Only an exact copy belongs in the answer: the line with "Identify one point on each instance of the fingernail" and every line after it through the end of the records, pictures left out.

**SUPPLIED INFORMATION**
* * * * *
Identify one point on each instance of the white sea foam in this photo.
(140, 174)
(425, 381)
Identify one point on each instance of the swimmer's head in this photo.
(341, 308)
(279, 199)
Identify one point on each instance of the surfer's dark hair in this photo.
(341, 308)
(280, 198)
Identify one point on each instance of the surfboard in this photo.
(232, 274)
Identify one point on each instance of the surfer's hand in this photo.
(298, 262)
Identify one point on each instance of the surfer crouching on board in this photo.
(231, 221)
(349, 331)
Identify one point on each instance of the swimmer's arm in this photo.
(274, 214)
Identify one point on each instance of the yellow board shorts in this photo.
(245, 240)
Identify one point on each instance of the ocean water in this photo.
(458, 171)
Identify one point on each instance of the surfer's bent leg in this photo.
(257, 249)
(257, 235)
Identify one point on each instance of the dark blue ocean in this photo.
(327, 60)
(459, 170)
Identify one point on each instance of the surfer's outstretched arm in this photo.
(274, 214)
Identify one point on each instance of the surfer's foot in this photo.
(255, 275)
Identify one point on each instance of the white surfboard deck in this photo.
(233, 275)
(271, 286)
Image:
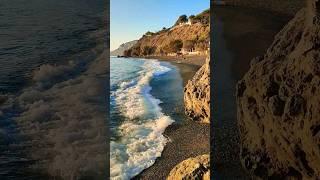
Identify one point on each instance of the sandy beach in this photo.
(192, 59)
(187, 138)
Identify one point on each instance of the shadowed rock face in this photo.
(192, 168)
(278, 104)
(197, 95)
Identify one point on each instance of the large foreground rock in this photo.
(197, 95)
(279, 104)
(192, 168)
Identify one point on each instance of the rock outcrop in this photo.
(279, 104)
(192, 168)
(197, 95)
(123, 47)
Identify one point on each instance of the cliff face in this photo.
(192, 168)
(289, 7)
(197, 95)
(278, 104)
(183, 32)
(190, 33)
(122, 48)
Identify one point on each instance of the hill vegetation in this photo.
(189, 33)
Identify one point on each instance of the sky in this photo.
(130, 19)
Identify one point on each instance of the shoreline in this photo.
(186, 139)
(197, 60)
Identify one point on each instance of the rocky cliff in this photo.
(197, 30)
(197, 95)
(278, 104)
(123, 47)
(192, 168)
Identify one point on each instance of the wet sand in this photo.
(197, 60)
(187, 138)
(240, 34)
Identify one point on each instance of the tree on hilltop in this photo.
(181, 19)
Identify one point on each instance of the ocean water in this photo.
(48, 51)
(146, 97)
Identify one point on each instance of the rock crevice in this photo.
(278, 104)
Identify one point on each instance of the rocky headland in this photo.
(278, 103)
(197, 95)
(123, 47)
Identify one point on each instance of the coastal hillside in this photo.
(278, 103)
(123, 47)
(197, 95)
(188, 33)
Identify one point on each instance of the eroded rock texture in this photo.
(197, 95)
(192, 168)
(279, 104)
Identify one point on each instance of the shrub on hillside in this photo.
(148, 50)
(181, 19)
(188, 44)
(173, 47)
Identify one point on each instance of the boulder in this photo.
(278, 104)
(197, 95)
(192, 168)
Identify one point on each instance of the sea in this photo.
(50, 49)
(146, 96)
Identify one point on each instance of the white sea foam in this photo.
(142, 140)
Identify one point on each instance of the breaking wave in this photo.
(141, 138)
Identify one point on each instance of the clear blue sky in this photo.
(130, 19)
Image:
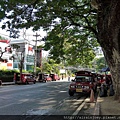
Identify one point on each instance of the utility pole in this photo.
(35, 58)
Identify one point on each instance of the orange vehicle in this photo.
(54, 77)
(83, 83)
(26, 78)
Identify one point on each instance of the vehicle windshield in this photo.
(83, 79)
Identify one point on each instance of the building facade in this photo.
(24, 51)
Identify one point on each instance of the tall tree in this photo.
(78, 18)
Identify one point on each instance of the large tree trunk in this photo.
(109, 38)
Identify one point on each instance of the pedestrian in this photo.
(68, 78)
(62, 76)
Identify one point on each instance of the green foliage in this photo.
(99, 63)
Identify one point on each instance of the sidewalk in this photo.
(7, 83)
(107, 106)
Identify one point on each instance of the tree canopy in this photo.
(71, 26)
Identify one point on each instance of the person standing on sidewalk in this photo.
(69, 78)
(62, 76)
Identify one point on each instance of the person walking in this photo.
(68, 78)
(62, 76)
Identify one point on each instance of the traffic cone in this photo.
(92, 98)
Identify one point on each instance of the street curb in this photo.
(97, 109)
(8, 83)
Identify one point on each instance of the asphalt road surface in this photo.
(49, 98)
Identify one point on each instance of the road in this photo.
(49, 98)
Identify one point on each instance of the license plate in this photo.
(78, 90)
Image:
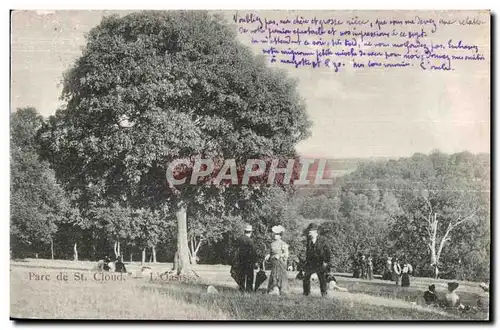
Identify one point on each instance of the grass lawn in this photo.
(166, 299)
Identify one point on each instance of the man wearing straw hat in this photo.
(245, 259)
(318, 260)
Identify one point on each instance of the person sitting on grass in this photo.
(430, 295)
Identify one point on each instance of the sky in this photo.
(376, 113)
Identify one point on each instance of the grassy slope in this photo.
(143, 299)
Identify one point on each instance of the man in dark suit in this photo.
(245, 260)
(318, 260)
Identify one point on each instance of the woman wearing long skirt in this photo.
(278, 280)
(369, 269)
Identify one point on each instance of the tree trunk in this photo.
(194, 248)
(183, 266)
(52, 249)
(153, 250)
(75, 252)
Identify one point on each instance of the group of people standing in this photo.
(393, 270)
(317, 261)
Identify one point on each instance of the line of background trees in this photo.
(152, 87)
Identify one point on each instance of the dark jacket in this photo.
(317, 254)
(246, 255)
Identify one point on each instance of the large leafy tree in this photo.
(38, 203)
(153, 87)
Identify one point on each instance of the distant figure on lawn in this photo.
(430, 295)
(388, 270)
(318, 261)
(369, 268)
(119, 265)
(452, 298)
(103, 264)
(356, 266)
(244, 261)
(396, 270)
(278, 281)
(405, 274)
(363, 265)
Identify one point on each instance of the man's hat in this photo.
(278, 229)
(312, 227)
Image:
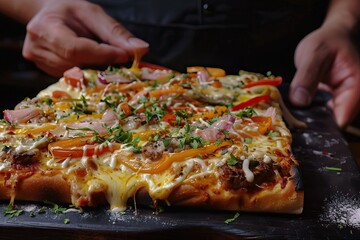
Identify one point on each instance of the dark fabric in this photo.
(256, 35)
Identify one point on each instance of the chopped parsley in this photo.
(247, 140)
(246, 112)
(154, 112)
(272, 134)
(211, 121)
(232, 161)
(80, 108)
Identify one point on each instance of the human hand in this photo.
(71, 33)
(327, 59)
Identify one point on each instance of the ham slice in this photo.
(215, 131)
(22, 115)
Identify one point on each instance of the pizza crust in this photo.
(38, 187)
(289, 199)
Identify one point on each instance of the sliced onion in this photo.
(106, 77)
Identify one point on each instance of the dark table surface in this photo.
(331, 210)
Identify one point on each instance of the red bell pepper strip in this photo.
(251, 102)
(272, 81)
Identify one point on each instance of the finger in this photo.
(45, 59)
(312, 66)
(111, 31)
(346, 102)
(65, 43)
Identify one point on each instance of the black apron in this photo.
(254, 35)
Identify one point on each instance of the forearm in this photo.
(344, 14)
(21, 10)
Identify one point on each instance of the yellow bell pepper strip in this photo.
(166, 160)
(44, 128)
(214, 72)
(264, 123)
(60, 95)
(171, 90)
(79, 147)
(270, 81)
(152, 66)
(251, 102)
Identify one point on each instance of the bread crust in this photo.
(278, 199)
(41, 186)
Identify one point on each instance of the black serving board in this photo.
(331, 210)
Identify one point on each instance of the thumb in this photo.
(312, 66)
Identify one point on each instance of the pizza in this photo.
(122, 136)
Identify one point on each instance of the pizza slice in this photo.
(201, 138)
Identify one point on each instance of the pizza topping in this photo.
(75, 78)
(247, 174)
(23, 157)
(150, 74)
(251, 102)
(178, 136)
(115, 75)
(153, 150)
(267, 81)
(218, 130)
(22, 115)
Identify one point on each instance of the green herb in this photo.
(11, 212)
(247, 140)
(156, 137)
(182, 113)
(272, 134)
(48, 101)
(154, 112)
(225, 132)
(187, 127)
(3, 121)
(232, 161)
(246, 112)
(134, 145)
(211, 121)
(230, 220)
(166, 141)
(113, 101)
(80, 108)
(336, 169)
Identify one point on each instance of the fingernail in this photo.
(137, 42)
(301, 97)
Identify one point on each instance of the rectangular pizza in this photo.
(123, 136)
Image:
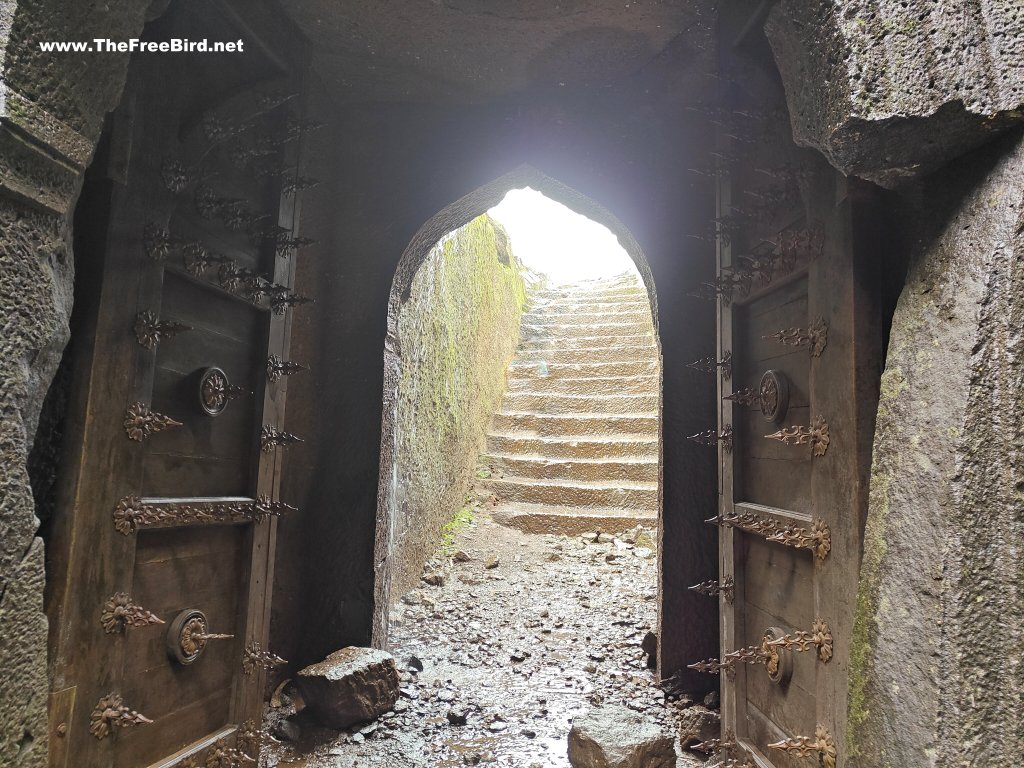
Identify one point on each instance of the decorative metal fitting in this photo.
(711, 437)
(710, 365)
(814, 338)
(270, 436)
(818, 539)
(816, 435)
(150, 331)
(120, 612)
(157, 242)
(174, 175)
(275, 368)
(803, 747)
(255, 657)
(298, 183)
(280, 302)
(819, 637)
(111, 713)
(140, 422)
(187, 636)
(725, 743)
(133, 513)
(713, 588)
(215, 391)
* * * * *
**OUTPUT OF THE EXERCISE**
Identify one point on each instance of the fingernail in this photo.
(137, 42)
(301, 97)
Identify one point on each instance of the rectangular pizza in this photo.
(123, 136)
Image:
Identify one point on each instance of the decorative metal fitting in this photo.
(711, 437)
(710, 365)
(814, 338)
(270, 436)
(818, 539)
(816, 435)
(150, 331)
(120, 612)
(157, 242)
(174, 175)
(275, 368)
(803, 747)
(255, 657)
(298, 183)
(280, 302)
(819, 637)
(111, 713)
(140, 422)
(187, 636)
(725, 743)
(133, 513)
(713, 588)
(215, 391)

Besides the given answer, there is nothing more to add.